Kristal Gant

1st Year PhD Student
Endocrinology and Reproductive Physiology
University of Wisconsin-Madison

About Me

I thought I would be an obstetrician after watching episodes of the Cosby show. I’m still a doctor, just not the kind that works with babies! I graduated from Elizabeth City State University with a Bachelors degree in Biology.

How was your experience with STEM classes and teachers in middle and high school?

I LOVED science in middle and high school. While other students dreaded dissections and experimentation, I always looked forward to those classes.

After grad school, what’s next?

I will apply for a fellowship to work at the NIH for a year and hopefully use that as a stepping-stone into government.

What do you do to unwind?

I either binge-watch my favorite shows on Netflix or sleep!

(Dataset entries)
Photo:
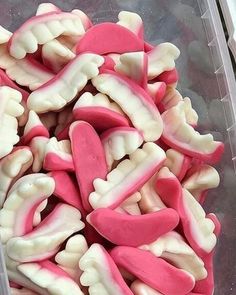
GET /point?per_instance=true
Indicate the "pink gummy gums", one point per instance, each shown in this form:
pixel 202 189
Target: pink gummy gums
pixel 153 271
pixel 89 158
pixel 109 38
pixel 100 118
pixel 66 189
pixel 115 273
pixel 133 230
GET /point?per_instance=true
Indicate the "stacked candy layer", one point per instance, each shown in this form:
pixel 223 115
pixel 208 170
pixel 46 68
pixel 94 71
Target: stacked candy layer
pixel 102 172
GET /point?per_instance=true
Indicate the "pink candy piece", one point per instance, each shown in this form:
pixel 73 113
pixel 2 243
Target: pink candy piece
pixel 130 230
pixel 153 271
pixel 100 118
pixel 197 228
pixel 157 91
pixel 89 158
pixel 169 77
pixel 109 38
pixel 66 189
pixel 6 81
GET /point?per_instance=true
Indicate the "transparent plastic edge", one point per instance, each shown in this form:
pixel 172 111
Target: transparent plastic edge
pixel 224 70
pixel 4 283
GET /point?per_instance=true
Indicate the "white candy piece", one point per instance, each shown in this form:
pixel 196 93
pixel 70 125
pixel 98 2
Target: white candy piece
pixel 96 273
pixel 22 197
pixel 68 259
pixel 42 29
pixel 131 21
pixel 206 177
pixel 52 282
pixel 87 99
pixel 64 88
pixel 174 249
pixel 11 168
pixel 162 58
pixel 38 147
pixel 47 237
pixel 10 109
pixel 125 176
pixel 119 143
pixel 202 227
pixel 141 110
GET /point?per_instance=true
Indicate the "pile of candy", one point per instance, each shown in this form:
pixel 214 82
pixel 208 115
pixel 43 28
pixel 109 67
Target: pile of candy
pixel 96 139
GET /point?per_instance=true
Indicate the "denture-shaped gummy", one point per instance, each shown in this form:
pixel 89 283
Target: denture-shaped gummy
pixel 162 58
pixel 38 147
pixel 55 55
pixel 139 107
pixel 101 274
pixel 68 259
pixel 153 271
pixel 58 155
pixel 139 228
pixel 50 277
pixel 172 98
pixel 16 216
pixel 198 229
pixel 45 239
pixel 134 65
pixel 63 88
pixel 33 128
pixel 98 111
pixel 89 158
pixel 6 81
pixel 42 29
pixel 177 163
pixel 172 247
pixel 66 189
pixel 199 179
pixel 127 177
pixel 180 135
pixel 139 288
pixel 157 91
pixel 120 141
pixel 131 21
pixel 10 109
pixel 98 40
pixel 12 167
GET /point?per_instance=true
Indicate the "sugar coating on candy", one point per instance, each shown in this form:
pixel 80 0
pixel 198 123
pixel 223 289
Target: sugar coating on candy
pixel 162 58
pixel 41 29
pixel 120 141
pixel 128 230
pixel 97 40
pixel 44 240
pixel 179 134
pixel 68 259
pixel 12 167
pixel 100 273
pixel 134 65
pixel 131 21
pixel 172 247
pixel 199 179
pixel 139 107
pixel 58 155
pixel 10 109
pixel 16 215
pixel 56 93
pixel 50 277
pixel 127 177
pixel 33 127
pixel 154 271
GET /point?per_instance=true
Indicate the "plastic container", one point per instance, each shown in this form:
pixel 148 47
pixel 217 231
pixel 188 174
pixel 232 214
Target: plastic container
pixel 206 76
---
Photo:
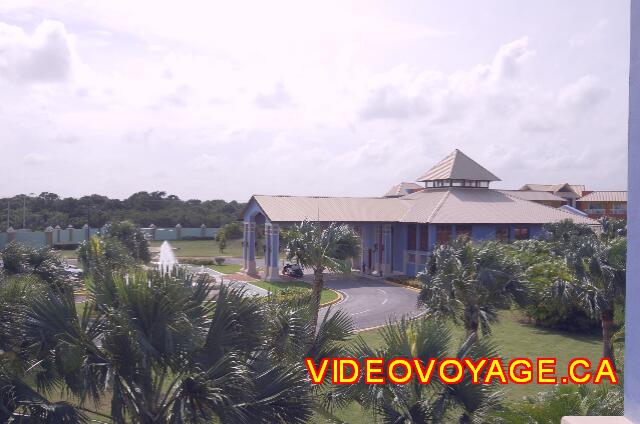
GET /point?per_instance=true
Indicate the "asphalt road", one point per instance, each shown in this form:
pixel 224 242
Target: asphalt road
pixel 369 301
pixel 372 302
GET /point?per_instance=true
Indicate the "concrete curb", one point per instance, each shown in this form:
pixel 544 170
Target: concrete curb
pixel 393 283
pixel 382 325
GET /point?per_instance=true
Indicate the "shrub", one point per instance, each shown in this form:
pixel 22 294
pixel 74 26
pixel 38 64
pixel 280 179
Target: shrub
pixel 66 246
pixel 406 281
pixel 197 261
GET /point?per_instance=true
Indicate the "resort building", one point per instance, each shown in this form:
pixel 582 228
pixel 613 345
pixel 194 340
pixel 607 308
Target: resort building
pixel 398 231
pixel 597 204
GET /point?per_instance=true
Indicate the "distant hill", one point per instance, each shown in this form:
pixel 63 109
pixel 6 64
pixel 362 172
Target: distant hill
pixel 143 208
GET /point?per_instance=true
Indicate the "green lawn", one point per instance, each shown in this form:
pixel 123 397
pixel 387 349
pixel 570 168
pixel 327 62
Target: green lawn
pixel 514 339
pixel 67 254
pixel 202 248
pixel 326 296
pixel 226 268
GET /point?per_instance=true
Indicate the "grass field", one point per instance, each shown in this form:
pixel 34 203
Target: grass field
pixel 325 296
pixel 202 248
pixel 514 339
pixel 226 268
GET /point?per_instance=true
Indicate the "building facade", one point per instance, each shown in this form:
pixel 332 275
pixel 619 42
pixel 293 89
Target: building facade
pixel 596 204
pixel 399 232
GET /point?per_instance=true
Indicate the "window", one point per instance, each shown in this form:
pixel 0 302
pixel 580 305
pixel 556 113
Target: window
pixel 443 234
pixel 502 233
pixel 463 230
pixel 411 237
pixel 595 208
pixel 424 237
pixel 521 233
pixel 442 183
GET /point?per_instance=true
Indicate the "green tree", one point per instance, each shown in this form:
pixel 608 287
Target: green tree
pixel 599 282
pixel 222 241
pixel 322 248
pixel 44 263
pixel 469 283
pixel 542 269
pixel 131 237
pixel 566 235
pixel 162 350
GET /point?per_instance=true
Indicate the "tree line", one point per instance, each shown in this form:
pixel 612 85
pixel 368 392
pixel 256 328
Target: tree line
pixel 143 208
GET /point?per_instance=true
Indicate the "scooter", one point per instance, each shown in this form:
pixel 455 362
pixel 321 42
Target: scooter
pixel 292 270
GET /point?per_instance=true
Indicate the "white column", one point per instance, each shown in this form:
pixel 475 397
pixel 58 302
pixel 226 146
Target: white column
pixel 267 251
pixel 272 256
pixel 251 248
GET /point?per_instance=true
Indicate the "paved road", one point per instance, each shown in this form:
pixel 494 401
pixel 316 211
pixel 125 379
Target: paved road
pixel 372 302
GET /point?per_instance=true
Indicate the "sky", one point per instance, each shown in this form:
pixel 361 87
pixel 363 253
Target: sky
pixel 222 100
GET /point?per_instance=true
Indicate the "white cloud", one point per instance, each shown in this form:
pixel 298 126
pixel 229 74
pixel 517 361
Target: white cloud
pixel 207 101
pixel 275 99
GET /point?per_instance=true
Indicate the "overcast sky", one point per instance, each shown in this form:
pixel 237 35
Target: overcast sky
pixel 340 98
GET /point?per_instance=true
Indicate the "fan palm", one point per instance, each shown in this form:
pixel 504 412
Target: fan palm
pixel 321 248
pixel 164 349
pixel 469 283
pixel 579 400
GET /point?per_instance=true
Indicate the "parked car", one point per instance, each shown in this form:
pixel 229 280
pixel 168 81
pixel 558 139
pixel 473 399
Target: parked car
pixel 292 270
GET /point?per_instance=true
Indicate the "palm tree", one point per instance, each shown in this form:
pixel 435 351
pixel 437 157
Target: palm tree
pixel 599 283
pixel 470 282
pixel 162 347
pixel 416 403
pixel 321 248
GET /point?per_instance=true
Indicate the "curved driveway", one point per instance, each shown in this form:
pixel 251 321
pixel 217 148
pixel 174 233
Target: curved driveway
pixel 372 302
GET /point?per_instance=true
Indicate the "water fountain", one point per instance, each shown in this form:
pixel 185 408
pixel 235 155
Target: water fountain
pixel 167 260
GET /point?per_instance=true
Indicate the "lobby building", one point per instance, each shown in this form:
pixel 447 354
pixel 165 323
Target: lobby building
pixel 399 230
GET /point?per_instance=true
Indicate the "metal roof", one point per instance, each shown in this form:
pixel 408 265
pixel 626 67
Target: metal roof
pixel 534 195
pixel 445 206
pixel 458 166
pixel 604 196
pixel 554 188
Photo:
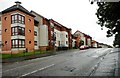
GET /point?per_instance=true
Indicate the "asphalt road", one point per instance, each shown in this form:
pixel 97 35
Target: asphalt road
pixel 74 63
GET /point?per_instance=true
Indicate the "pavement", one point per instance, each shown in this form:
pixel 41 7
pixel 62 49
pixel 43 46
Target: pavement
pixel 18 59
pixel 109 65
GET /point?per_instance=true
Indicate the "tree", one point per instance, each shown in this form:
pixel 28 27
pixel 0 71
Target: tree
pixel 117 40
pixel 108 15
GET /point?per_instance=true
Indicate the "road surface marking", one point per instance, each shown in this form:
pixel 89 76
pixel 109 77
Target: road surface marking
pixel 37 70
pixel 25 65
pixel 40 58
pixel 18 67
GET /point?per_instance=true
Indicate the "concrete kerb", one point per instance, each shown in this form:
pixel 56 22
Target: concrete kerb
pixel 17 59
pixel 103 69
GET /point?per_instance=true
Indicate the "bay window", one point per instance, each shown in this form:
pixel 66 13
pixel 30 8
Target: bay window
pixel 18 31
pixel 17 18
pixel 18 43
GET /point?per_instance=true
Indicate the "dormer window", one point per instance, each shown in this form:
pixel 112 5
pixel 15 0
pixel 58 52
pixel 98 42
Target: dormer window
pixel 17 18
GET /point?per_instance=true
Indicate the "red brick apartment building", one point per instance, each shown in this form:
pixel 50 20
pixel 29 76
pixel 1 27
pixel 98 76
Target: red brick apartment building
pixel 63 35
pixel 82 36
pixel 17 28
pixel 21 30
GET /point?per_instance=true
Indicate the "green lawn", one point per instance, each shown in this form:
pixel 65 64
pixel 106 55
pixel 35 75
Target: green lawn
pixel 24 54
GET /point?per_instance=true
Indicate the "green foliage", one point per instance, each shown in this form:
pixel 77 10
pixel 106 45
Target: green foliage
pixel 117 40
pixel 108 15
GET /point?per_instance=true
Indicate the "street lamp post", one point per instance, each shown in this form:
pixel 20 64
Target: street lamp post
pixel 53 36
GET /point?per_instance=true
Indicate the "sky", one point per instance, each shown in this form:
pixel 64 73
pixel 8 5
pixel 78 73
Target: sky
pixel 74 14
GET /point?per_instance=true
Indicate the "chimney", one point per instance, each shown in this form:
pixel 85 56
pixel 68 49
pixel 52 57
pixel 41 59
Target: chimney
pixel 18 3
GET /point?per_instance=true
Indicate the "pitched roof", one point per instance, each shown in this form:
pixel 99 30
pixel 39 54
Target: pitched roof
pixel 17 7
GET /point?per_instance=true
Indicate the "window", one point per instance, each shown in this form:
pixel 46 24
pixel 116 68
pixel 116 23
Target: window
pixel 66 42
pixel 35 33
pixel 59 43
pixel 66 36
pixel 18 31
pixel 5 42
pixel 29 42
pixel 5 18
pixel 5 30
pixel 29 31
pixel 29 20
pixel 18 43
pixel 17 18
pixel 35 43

(Work required) Rewrite everything in the profile from "After grad school, what’s" down to "Netflix or sleep!", putting "Hulu" in place of "Netflix".

(Result)
After grad school, what’s next?

I will apply for a fellowship to work at the NIH for a year and hopefully use that as a stepping-stone into government.

What do you do to unwind?

I either binge-watch my favorite shows on Hulu or sleep!